## Directions for this task
Set down the lines of the items below from the one containing "point: white rock" through the end of the items, reproducing each line unchanged.

**** Information supplied

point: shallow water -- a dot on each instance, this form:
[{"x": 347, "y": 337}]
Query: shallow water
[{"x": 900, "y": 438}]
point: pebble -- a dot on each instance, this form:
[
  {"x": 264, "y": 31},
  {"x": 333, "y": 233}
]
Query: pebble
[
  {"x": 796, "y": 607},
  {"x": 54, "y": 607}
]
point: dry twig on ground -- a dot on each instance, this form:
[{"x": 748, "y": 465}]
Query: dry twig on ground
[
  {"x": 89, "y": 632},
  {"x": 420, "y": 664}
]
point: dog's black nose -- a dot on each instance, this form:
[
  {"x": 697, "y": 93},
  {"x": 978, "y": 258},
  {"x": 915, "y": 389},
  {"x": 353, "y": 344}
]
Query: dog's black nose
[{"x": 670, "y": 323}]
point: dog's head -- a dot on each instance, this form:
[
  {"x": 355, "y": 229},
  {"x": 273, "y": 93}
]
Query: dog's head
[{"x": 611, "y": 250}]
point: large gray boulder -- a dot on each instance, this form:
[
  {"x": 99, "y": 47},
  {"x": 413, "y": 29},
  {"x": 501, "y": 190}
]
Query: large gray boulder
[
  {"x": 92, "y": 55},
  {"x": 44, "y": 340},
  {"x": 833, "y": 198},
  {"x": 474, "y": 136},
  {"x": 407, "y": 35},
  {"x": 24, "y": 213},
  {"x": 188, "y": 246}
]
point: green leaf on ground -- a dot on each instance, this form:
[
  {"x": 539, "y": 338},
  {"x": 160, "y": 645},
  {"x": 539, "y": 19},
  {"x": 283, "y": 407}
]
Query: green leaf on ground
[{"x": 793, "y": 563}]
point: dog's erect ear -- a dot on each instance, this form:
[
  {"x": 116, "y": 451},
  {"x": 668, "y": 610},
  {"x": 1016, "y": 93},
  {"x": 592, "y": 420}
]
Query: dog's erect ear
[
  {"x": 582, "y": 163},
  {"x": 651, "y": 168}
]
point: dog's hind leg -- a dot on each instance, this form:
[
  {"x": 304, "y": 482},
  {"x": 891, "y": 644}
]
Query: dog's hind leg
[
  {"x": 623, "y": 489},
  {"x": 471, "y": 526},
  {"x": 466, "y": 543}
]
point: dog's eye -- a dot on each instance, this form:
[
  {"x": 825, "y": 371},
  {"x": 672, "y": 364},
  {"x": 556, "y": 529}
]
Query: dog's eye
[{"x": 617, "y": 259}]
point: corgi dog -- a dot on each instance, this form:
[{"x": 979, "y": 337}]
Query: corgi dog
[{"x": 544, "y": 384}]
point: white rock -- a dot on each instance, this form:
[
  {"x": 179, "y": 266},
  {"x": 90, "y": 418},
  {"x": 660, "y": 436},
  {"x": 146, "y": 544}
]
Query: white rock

********

## Answer to this problem
point: white rock -- a dot on each instance, this form:
[
  {"x": 179, "y": 266},
  {"x": 90, "y": 418},
  {"x": 660, "y": 436},
  {"x": 146, "y": 544}
]
Query: white rock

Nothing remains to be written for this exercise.